[TASK BRIEF] Repeat verbatim the lines of the data below, beginning with the line containing "Where can the dark" and continuing to the end.

--- START SUPPLIED MATERIAL ---

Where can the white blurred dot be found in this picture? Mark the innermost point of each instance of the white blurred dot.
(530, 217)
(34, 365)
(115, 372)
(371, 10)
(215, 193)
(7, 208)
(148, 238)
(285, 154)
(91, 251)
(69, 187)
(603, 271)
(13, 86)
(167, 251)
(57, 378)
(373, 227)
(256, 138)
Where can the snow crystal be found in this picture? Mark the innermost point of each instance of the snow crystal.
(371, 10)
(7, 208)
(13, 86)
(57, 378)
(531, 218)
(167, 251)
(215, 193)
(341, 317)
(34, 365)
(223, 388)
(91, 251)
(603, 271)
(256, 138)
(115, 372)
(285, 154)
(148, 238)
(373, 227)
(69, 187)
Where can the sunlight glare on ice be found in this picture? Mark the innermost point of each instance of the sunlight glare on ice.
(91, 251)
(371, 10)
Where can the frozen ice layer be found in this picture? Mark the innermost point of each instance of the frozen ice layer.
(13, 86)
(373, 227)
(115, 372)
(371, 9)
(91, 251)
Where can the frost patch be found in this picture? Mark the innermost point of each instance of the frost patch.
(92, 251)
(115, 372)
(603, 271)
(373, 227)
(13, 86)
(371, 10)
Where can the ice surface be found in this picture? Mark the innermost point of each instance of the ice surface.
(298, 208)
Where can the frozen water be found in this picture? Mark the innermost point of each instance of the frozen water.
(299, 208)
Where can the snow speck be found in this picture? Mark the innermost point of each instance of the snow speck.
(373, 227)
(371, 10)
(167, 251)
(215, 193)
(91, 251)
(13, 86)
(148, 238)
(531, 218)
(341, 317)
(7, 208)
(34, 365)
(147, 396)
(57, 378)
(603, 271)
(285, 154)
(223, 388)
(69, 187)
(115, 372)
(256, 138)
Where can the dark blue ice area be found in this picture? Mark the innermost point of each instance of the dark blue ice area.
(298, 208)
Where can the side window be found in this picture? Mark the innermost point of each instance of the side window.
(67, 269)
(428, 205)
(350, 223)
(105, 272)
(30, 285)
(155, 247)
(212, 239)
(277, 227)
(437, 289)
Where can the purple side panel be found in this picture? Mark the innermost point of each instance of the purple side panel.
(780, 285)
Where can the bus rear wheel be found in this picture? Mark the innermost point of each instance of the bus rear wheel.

--- END SUPPLIED MATERIAL ---

[TASK ANSWER]
Where can the dark blue ice area be found in this picture? Mark the innermost point of each instance of the dark blue ice area.
(298, 208)
Where can the side window be found in this picture? Mark the innermost point of each instance of the side window.
(67, 269)
(428, 205)
(350, 223)
(105, 272)
(30, 285)
(155, 247)
(212, 239)
(277, 227)
(437, 289)
Where can the purple side panel be found in this picture? Mark the innermost point of each instance of the purple side panel.
(780, 285)
Where can the bus rear wheel be found in this picture? Mark the innermost point of each instance of the bus rear wheel.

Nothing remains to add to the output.